START SOURCE RECORDS

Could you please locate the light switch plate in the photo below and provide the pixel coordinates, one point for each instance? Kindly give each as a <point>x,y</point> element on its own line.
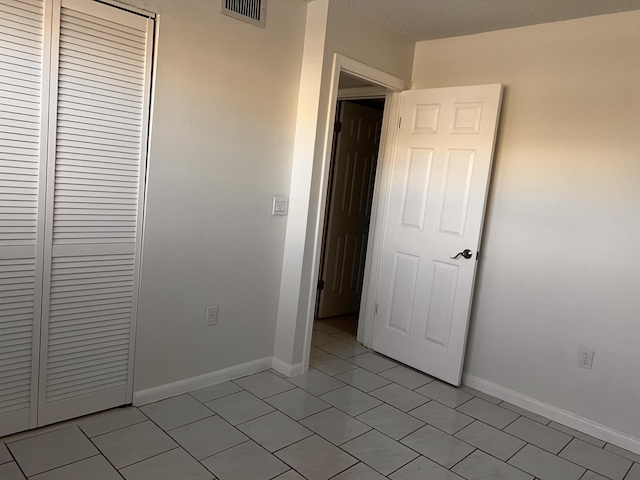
<point>280,206</point>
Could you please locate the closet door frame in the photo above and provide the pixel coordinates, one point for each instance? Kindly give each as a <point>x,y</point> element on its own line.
<point>74,407</point>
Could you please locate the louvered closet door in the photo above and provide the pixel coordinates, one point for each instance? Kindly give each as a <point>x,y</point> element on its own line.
<point>21,193</point>
<point>96,171</point>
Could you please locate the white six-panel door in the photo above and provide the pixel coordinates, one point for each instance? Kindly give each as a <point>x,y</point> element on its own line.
<point>439,182</point>
<point>78,263</point>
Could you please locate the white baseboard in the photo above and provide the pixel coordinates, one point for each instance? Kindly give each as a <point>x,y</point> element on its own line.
<point>564,417</point>
<point>161,392</point>
<point>287,369</point>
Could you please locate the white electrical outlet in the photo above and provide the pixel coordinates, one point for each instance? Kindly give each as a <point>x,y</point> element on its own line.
<point>212,316</point>
<point>585,357</point>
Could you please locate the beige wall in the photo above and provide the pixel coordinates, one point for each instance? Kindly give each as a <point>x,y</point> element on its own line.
<point>222,137</point>
<point>561,257</point>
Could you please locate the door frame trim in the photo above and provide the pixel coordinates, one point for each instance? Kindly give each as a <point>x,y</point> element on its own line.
<point>393,85</point>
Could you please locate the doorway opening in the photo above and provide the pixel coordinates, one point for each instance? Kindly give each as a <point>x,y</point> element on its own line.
<point>352,174</point>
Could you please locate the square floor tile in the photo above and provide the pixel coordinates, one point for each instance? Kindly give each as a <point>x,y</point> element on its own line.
<point>379,452</point>
<point>223,389</point>
<point>634,457</point>
<point>110,420</point>
<point>400,397</point>
<point>423,468</point>
<point>359,471</point>
<point>331,365</point>
<point>482,395</point>
<point>207,437</point>
<point>297,403</point>
<point>373,362</point>
<point>490,440</point>
<point>171,465</point>
<point>264,384</point>
<point>350,400</point>
<point>634,473</point>
<point>324,328</point>
<point>51,450</point>
<point>243,462</point>
<point>407,377</point>
<point>488,413</point>
<point>539,435</point>
<point>596,459</point>
<point>438,446</point>
<point>316,458</point>
<point>133,444</point>
<point>290,475</point>
<point>346,337</point>
<point>544,465</point>
<point>575,433</point>
<point>318,338</point>
<point>239,407</point>
<point>442,417</point>
<point>391,421</point>
<point>11,471</point>
<point>94,468</point>
<point>176,411</point>
<point>274,431</point>
<point>480,466</point>
<point>5,456</point>
<point>363,379</point>
<point>316,382</point>
<point>342,349</point>
<point>445,394</point>
<point>594,476</point>
<point>525,413</point>
<point>316,352</point>
<point>335,426</point>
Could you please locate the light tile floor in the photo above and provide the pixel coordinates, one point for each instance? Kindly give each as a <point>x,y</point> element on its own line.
<point>355,415</point>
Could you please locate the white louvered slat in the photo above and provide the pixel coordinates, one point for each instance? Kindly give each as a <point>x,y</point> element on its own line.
<point>96,170</point>
<point>21,85</point>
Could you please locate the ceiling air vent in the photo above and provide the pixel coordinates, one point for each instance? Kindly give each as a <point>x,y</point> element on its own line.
<point>250,11</point>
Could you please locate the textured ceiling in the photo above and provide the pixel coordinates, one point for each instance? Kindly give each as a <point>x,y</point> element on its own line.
<point>431,19</point>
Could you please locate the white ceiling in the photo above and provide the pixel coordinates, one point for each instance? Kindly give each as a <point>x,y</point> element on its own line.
<point>431,19</point>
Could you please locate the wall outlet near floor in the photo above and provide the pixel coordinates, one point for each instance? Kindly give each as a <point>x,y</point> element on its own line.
<point>585,357</point>
<point>212,316</point>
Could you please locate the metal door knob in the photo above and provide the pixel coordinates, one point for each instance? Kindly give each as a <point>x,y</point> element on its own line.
<point>465,253</point>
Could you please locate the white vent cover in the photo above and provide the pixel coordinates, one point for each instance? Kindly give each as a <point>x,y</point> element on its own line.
<point>250,11</point>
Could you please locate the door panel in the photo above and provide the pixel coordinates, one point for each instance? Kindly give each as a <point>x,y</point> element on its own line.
<point>97,170</point>
<point>439,184</point>
<point>22,62</point>
<point>347,227</point>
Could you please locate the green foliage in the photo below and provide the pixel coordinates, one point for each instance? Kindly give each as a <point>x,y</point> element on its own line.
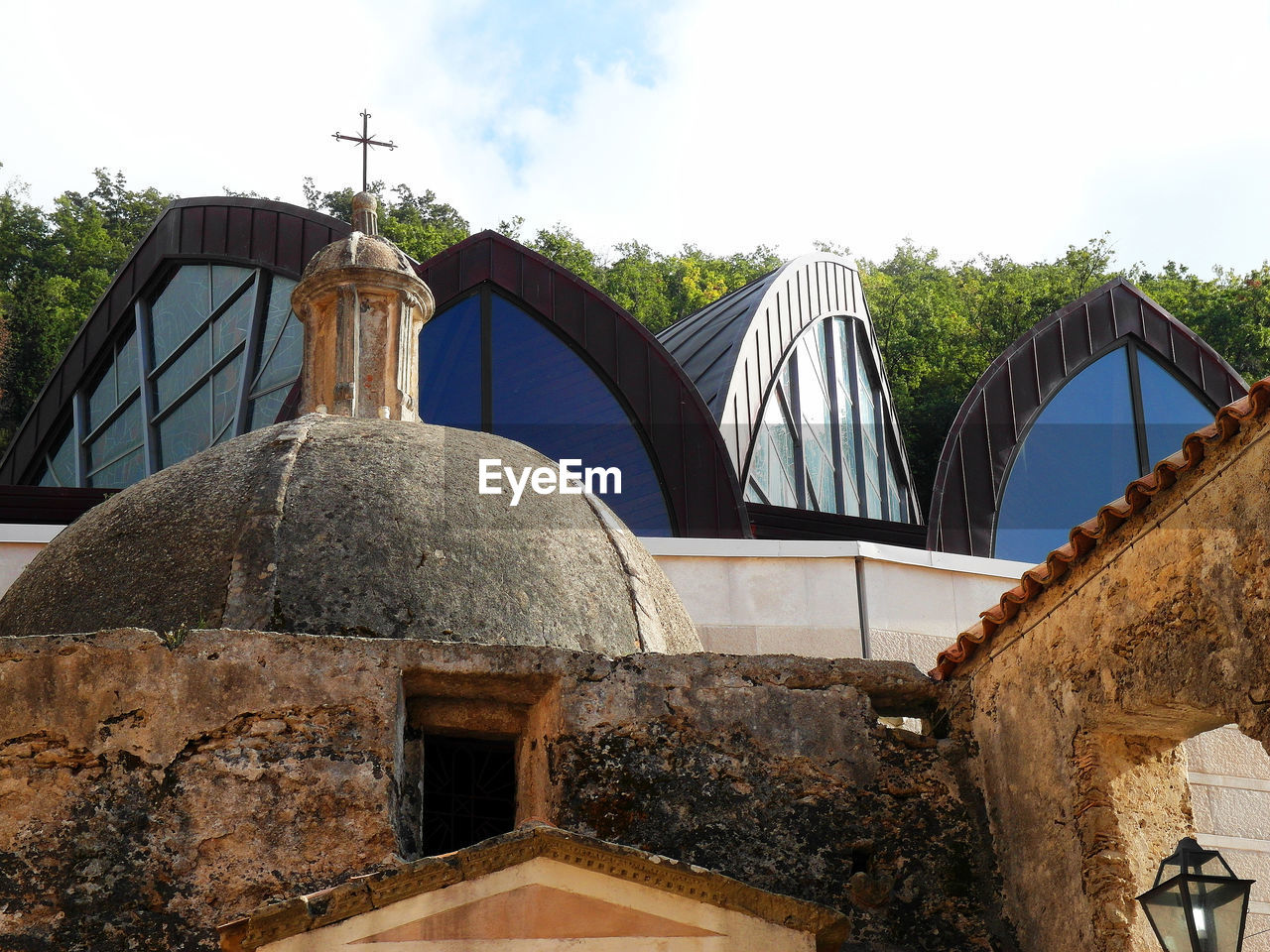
<point>1230,311</point>
<point>656,289</point>
<point>54,267</point>
<point>939,325</point>
<point>420,225</point>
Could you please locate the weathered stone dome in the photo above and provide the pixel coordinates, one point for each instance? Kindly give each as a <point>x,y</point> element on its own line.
<point>340,526</point>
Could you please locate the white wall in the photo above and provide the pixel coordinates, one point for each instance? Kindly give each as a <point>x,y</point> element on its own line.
<point>852,599</point>
<point>832,599</point>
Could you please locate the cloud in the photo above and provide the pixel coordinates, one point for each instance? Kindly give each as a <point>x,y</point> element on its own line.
<point>996,127</point>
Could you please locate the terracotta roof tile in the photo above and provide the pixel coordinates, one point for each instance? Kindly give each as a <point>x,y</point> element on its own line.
<point>1084,537</point>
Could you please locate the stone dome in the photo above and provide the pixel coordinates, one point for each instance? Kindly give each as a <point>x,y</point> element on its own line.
<point>338,526</point>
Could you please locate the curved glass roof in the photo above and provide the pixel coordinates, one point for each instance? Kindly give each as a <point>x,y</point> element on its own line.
<point>790,370</point>
<point>194,343</point>
<point>488,363</point>
<point>1086,402</point>
<point>211,354</point>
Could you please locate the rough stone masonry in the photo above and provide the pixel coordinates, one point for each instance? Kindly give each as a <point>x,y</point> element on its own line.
<point>153,785</point>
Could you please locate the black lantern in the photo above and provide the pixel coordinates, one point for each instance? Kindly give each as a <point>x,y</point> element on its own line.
<point>1197,904</point>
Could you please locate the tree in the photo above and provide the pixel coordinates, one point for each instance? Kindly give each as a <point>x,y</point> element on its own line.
<point>420,225</point>
<point>54,267</point>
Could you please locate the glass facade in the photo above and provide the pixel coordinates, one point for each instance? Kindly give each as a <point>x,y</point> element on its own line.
<point>824,440</point>
<point>1103,428</point>
<point>177,379</point>
<point>486,363</point>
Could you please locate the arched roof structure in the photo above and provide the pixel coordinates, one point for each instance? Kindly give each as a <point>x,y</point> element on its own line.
<point>243,232</point>
<point>683,440</point>
<point>737,349</point>
<point>1008,399</point>
<point>137,372</point>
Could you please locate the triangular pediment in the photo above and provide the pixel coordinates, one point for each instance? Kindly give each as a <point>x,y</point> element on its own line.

END SOURCE RECORDS

Every line above should be repeated exactly; pictures stay out of the copy.

Could you please locate the light switch plate in the photo below and provide the pixel coordinates, one point for each instance? Kindly give each as a <point>x,y</point> element on its own line.
<point>280,206</point>
Could you please locate the closet door frame in the photo above and provide the pixel coordinates, one point for each instance? Kindly give each as a <point>x,y</point> element on its own line.
<point>74,407</point>
Could you please locate the louvered closet door in the photo above and provide the pixel coordinates, one point for each instance? Kindly give each as a <point>x,y</point> element on its own line.
<point>21,193</point>
<point>96,171</point>
Could you please locate the white six-panel door in the photo above and provide the pixel coordinates, one point for each instance? Kindly give each as a <point>x,y</point> element on its own line.
<point>439,182</point>
<point>78,263</point>
Could you please locate the white baseboard in the photo above and provide the pixel coordinates, one point for each instance? Kindly give each as a <point>x,y</point> element on its own line.
<point>564,417</point>
<point>161,392</point>
<point>287,369</point>
Could you please locate the white electrical outlet in the photo above and provide the pixel coordinates, one point for each instance? Kindly give each as a <point>x,y</point> element on its own line.
<point>212,316</point>
<point>585,357</point>
Could you please locate the beige wall in the photo above and provide the pixel coordinates, one point for each instance? Kindly give each as a <point>x,y</point> element on its own line.
<point>222,137</point>
<point>561,257</point>
Could you please locate the door frame trim in the photo above and provide the pixel coordinates, one point for each instance? Kindly give each as a <point>x,y</point> element on its own line.
<point>393,85</point>
Could you please locate the doorway opening in the photo above and provide the pixel coordinates, one point for each instance? Kindly give each as a <point>x,y</point> element on its own line.
<point>352,174</point>
Could you please locate the square floor tile in the photo above and provide the pixel coordinates, one point for each instance? Kindly give each as a <point>x,y</point> element on its own line.
<point>379,452</point>
<point>223,389</point>
<point>634,457</point>
<point>110,420</point>
<point>400,397</point>
<point>423,468</point>
<point>359,471</point>
<point>331,365</point>
<point>482,395</point>
<point>207,437</point>
<point>297,403</point>
<point>373,362</point>
<point>490,440</point>
<point>171,465</point>
<point>264,384</point>
<point>350,400</point>
<point>634,473</point>
<point>324,328</point>
<point>51,450</point>
<point>243,462</point>
<point>407,377</point>
<point>488,413</point>
<point>539,435</point>
<point>596,459</point>
<point>438,446</point>
<point>316,458</point>
<point>133,444</point>
<point>290,475</point>
<point>346,337</point>
<point>544,465</point>
<point>575,433</point>
<point>318,338</point>
<point>239,407</point>
<point>442,417</point>
<point>391,421</point>
<point>11,471</point>
<point>94,468</point>
<point>176,411</point>
<point>274,431</point>
<point>480,466</point>
<point>5,456</point>
<point>363,379</point>
<point>316,382</point>
<point>342,349</point>
<point>445,394</point>
<point>594,476</point>
<point>525,413</point>
<point>316,352</point>
<point>335,426</point>
Could you please locate the light tile floor in the photo above and provide the pixel coordinates, one point for each instance? Kindly give each as a <point>x,y</point> element on its own line.
<point>355,415</point>
Could you please locate the white louvered slat in the photo above and provide the pixel coordinates, one point for each instance? Kindly give each as a <point>x,y</point> element on its own line.
<point>96,170</point>
<point>21,85</point>
Could you please locate the ceiling air vent in the photo above and provide the pixel coordinates, one point for each instance? Kindly give each as a <point>x,y</point> element on its own line.
<point>250,11</point>
Could you please locate the textured ceiling in the photo above and provide the pixel coordinates, one point for each instance? Kindly give each as a <point>x,y</point> element on its own line.
<point>431,19</point>
Could you please locate the white ceiling in the photo above and provide the pixel coordinates, one point for each instance? Kindly give each as a <point>x,y</point> element on its own line.
<point>431,19</point>
Could you please locate the wall outlet near floor in the photo above and provide the pixel coordinates, one point for each instance? Kindly give each as a <point>x,y</point> element on its own line.
<point>585,357</point>
<point>212,316</point>
Could you please locate the metal door knob in the photo above and provide the pixel coordinates, one point for each instance? Kindly give each as a <point>x,y</point> element on its own line.
<point>465,253</point>
Could you please locate the white vent cover in the photo above and provide the pixel coordinates, one point for each instance? Kindly give each as a <point>x,y</point> element on its own line.
<point>250,11</point>
Could you please locate the door panel in the photo above and provide the pixel coordinates, one point for each instance? Kindly give each as a <point>x,y</point> element on its own line.
<point>97,170</point>
<point>439,184</point>
<point>22,62</point>
<point>347,227</point>
Could you please locate the green foliage in the photo below and provide the pixel coordinates, one point for each instance? Kindly give each as a <point>x,y</point> element on its own line.
<point>1230,311</point>
<point>656,289</point>
<point>54,267</point>
<point>939,325</point>
<point>420,225</point>
Could you please locate the weathered stone dome in the photo above and provide the pixel coordinates, one point for each instance? Kindly give each as a <point>x,y</point> element on its own line.
<point>340,526</point>
Could you please locate the white wall in the photo above and provide the pixel coordinates, one point for each instance? Kindly give each as a <point>x,y</point> element on its own line.
<point>852,599</point>
<point>832,599</point>
Could you please locate the cloud in the photo above and provide the pixel coordinates, one point for each instance? Kindly give each as a <point>x,y</point> element on its own line.
<point>996,127</point>
Could you please locate the terracotta roof tile in the photo above and provide the pixel coordinates, one point for each instance? Kindly give each as a <point>x,y</point> element on its own line.
<point>1084,537</point>
Could you please locate the stone dome in the photo above and provide the pixel coordinates, one point for each instance? Kindly give each as a <point>x,y</point> element on its own line.
<point>338,526</point>
Could you please locate the curved glass roof in the photo above and provide the pixel coordinates, one point for each instance? Kindly give each as a <point>x,y</point> element on its own line.
<point>790,370</point>
<point>194,343</point>
<point>488,363</point>
<point>1086,402</point>
<point>211,354</point>
Could you please locate the rough stone masonry in the photo above and provide the pixel coordinates, one point for each instance? Kindly give each as a <point>x,y</point> element on its own line.
<point>153,785</point>
Could you please locate the black lantern in the photo above and provide the pixel coordinates, one point for each instance? Kindly give each as a <point>x,y</point> element on its own line.
<point>1197,904</point>
Could you please locate the tree in the photo above and provide the pixel coordinates, one point for each instance? Kindly give each as a <point>x,y</point> element on its own line.
<point>420,225</point>
<point>54,267</point>
Could you please locate the glass facade in the photo above and provide the pixel coordinates, one point for each instance? Kindly give each as a <point>x,y</point> element on its own line.
<point>824,440</point>
<point>1103,428</point>
<point>177,379</point>
<point>486,363</point>
Could you please locate the arched roof structure in the photo above and provide the pixel coordinates, one point for each instance? Kindly give each as a <point>x,y</point> element on its own line.
<point>243,232</point>
<point>683,440</point>
<point>737,349</point>
<point>1008,399</point>
<point>137,372</point>
Could you please locate the triangular pediment in the photo above and provide the pixel coordinates, one point for each instance? Kindly give each as a <point>x,y</point> element on its own line.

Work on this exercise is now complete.